Only lines with the string "pagoda" should be returned from the data below.

(Supplied information)

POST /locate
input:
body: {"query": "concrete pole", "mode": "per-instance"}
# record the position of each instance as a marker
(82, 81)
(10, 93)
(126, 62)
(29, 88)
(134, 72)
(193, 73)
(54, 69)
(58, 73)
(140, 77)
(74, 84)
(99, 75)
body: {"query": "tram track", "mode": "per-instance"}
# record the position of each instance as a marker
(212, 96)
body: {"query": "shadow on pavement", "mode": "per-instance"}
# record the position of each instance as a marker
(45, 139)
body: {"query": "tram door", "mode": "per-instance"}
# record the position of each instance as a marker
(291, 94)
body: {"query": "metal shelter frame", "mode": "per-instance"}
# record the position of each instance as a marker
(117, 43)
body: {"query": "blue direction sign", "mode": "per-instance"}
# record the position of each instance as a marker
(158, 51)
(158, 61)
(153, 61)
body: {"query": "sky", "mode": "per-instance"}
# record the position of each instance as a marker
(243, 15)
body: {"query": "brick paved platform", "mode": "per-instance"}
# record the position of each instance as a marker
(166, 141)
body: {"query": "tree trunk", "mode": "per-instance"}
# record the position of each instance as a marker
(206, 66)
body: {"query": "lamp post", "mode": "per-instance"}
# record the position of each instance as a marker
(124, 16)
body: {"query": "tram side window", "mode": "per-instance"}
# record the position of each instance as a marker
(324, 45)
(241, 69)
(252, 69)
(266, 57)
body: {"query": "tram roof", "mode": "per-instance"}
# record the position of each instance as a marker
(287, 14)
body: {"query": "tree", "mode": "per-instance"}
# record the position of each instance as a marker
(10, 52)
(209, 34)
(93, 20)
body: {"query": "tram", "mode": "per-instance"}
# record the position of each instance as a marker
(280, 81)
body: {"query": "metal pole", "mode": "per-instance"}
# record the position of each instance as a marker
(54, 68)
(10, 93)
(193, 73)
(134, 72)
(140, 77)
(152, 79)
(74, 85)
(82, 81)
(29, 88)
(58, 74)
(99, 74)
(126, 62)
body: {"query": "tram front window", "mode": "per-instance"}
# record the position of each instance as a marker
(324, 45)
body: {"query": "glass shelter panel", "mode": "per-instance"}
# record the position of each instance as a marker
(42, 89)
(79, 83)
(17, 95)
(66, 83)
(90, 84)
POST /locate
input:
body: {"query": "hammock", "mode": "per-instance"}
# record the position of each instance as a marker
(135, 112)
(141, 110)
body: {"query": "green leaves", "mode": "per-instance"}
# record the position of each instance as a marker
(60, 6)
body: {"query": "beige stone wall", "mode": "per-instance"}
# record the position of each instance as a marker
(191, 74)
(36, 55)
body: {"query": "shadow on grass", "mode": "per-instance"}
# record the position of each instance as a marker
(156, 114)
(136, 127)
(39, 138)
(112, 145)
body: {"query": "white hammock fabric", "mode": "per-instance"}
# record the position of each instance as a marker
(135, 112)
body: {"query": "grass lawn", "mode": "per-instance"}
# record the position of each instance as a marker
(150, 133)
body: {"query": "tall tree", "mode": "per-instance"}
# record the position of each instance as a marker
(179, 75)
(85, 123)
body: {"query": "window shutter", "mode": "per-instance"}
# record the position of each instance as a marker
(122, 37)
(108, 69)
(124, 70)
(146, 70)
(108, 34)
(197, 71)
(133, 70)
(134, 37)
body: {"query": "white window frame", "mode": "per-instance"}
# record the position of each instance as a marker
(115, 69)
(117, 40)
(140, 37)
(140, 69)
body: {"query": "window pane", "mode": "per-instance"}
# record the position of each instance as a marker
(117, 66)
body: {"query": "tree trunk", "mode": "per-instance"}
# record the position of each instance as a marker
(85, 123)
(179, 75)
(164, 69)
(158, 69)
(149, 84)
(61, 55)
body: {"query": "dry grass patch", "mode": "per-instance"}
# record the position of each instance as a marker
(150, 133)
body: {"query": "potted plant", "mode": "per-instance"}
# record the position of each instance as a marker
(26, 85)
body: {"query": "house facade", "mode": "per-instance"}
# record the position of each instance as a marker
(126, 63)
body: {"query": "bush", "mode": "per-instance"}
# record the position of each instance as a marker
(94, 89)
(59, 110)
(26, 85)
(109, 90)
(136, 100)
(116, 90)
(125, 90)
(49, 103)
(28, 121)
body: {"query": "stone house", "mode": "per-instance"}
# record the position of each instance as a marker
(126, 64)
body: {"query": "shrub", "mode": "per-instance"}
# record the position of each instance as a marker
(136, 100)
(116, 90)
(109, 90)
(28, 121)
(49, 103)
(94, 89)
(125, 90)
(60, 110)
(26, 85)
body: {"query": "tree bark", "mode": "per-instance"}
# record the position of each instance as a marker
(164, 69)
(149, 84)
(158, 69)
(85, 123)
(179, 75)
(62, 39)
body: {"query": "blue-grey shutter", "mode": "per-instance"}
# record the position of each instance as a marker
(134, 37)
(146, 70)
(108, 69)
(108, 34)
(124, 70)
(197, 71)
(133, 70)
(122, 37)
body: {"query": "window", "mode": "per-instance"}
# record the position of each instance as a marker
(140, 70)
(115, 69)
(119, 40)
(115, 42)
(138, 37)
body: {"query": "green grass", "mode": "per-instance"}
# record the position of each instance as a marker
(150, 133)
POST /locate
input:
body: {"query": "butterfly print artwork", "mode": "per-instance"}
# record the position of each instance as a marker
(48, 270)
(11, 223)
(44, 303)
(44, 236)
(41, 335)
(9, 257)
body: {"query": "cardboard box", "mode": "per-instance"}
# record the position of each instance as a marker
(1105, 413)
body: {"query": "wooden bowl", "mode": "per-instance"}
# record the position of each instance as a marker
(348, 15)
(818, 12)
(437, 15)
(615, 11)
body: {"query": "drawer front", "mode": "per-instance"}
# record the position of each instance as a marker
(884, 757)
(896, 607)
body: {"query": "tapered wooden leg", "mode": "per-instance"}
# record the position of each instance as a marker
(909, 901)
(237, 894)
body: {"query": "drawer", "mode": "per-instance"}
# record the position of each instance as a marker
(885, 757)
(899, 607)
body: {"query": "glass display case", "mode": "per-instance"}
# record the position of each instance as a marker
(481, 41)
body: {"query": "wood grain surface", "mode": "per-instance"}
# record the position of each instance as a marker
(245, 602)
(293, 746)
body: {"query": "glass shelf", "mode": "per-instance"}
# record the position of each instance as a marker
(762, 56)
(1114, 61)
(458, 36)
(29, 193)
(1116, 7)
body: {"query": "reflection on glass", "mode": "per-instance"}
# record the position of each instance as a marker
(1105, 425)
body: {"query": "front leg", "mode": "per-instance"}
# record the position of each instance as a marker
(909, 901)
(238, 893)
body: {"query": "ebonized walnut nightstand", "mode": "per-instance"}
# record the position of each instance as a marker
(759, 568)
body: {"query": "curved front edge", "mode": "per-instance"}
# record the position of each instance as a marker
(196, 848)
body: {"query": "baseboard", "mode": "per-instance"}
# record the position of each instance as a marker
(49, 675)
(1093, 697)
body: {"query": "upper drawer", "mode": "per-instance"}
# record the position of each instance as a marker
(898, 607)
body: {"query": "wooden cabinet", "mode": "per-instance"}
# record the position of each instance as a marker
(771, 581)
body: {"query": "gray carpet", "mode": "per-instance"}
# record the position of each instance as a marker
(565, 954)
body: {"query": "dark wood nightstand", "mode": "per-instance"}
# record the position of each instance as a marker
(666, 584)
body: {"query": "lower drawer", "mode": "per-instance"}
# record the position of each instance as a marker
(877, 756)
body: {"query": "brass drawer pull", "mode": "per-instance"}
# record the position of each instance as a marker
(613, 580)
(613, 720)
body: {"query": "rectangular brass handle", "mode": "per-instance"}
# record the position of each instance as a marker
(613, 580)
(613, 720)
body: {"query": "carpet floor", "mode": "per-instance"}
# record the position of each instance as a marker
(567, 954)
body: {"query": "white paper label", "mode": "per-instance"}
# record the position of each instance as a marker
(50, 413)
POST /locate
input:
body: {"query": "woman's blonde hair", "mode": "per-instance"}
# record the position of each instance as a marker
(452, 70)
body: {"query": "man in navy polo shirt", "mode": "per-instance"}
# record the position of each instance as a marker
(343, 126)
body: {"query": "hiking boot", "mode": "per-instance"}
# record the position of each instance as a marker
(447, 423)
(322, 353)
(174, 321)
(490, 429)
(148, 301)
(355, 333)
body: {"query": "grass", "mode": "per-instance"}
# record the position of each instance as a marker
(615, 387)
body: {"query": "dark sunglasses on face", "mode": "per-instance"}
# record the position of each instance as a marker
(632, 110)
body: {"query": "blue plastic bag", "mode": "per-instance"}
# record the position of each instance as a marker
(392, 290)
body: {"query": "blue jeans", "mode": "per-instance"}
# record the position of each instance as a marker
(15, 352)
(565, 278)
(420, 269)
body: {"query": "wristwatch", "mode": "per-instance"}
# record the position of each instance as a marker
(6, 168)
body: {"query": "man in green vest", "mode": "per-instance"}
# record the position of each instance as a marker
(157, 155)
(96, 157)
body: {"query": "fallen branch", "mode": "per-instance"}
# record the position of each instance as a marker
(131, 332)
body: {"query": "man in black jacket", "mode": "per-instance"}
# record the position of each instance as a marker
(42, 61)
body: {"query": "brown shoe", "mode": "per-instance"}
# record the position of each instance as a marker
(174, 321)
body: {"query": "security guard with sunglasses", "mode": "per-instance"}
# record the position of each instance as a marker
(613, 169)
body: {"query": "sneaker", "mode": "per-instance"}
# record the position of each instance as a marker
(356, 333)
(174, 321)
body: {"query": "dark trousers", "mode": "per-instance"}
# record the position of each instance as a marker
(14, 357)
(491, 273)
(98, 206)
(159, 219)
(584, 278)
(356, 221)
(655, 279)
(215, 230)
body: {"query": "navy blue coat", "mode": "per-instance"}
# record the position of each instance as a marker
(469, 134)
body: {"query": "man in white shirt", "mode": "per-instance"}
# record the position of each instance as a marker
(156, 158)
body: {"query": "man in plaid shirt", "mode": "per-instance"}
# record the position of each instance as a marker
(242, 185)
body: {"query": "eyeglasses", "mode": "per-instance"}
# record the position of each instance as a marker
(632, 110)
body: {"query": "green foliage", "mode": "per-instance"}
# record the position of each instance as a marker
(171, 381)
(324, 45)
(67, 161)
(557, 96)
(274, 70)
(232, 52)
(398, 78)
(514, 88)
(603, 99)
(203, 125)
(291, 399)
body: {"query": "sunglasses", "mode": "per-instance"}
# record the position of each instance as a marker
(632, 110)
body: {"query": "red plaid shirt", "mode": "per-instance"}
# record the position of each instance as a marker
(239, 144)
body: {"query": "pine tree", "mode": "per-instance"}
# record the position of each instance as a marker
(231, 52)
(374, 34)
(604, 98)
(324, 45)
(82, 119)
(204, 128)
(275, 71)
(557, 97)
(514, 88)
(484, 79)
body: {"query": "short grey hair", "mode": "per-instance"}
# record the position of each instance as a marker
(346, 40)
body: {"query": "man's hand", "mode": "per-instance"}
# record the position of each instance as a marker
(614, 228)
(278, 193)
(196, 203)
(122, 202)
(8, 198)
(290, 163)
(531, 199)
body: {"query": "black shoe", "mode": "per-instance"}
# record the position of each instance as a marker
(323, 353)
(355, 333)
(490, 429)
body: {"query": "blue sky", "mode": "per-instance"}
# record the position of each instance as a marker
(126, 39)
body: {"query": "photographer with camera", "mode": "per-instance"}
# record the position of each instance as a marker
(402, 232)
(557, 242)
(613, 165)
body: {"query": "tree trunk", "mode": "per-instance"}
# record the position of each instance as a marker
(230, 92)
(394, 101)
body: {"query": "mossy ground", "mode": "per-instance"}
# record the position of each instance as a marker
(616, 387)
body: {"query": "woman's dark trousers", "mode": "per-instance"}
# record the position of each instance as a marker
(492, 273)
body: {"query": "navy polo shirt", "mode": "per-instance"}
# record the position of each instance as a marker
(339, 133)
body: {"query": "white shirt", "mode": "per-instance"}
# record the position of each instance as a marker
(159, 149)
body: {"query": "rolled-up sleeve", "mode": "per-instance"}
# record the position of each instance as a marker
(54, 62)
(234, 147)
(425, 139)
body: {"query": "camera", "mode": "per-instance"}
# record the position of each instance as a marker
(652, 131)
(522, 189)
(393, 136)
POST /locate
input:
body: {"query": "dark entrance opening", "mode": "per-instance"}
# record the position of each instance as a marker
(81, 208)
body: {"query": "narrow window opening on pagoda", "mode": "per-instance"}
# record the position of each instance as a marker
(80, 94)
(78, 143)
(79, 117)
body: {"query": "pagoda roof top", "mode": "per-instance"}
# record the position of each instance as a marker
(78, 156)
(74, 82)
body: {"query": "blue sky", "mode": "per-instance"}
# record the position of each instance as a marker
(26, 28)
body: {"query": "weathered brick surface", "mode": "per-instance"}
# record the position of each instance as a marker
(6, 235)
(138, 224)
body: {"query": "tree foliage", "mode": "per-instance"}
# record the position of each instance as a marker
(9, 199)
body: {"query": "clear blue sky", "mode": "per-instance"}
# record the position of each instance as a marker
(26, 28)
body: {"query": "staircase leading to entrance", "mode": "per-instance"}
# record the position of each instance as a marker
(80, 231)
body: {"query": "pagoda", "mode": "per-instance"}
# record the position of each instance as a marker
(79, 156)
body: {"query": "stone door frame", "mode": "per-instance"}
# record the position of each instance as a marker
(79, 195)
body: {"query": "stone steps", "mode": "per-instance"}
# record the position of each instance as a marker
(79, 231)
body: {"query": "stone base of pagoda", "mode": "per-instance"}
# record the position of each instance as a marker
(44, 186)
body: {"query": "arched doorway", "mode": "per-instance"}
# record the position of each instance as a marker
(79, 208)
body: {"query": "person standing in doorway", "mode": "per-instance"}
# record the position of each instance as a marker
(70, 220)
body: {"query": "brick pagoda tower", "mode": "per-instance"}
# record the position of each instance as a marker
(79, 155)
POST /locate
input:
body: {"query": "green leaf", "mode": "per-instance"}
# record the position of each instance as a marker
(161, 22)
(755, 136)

(End Supplied information)

**Solution for this exercise**.
body: {"query": "narrow window opening on pagoda", "mode": "per-instance"}
body: {"query": "pagoda roof top", "mode": "per-instance"}
body: {"query": "pagoda", "mode": "per-instance"}
body: {"query": "stone base of pagoda", "mode": "per-instance"}
body: {"query": "brick pagoda tower", "mode": "per-instance"}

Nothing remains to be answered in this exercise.